GIVEN PROBLEM: Quote the material below word for word, keeping every line in its original order.
[START OF DATASET EXTRACT]
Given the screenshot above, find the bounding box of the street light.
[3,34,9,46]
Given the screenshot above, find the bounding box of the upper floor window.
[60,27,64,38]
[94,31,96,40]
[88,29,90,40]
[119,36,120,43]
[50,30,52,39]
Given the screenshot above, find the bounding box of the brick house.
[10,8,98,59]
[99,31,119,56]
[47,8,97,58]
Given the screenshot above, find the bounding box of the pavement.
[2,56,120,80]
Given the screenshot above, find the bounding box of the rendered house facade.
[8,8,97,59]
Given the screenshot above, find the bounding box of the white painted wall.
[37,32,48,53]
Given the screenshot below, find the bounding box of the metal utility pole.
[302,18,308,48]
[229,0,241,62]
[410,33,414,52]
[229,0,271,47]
[END OF DATASET EXTRACT]
ANSWER IN FULL:
Given the screenshot above, find the bounding box of the street light.
[3,34,9,46]
Given the screenshot above, find the bounding box of the upper floor window.
[60,27,64,38]
[94,31,96,40]
[88,29,90,40]
[119,36,120,43]
[50,30,52,39]
Given the screenshot above, find the bounding box of the brick house.
[10,8,98,59]
[99,31,119,56]
[47,8,97,58]
Given the screenshot above, find the bounding box of the pavement.
[2,56,120,80]
Given the screenshot above, find the bounding box of the rendered house facade.
[8,8,97,59]
Given the screenshot above, find the bounding box of the white painted wall.
[37,32,48,53]
Given the screenshot below, find the bounding box of the metal utility pole.
[302,18,308,48]
[229,0,241,62]
[410,33,414,52]
[229,0,271,47]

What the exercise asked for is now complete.